▶ What is expected: Name every bank or central bank mentioned in the EUR/USD news article below.

EUR/USD weakens on broad USD strength, ECB commentary


  • EUR/USD declines back to lower 1.0800s ahead of Wednesday’s Fed meeting. 
  • Speculation is mounting that the Fed could alter how many interest rate cuts it expects to make in 2024. 
  • Lagarde mentions falling wage inflation, a key metric for the ECB. 

EUR/USD declines back to the lower 1.0800s on Wednesday, after several European Central Bank (ECB) speakers, including the President of the ECB Christine Lagarde and the Bank of Ireland Governor and ECB governing council member Gabriel Markhlouf cite lower inflation. 

ECB's Lagarde highlighted lower wage inflation, something which at previous meetings she said the ECB would be watching closely before deciding future ECB policy moves. 

"Average wage growth in 2024 for all existing wage contracts fell from 4.4% at the time of our January Governing Council meeting to 4.2% at the time of our meeting in March," said Lagarde at the ECB and its Watchers" conference on Wednesday.

▶ Data:
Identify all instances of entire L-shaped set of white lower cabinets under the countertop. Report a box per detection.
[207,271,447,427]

▶ Task answer:
- European Central Bank (ECB)
- Fed
- Bank of Ireland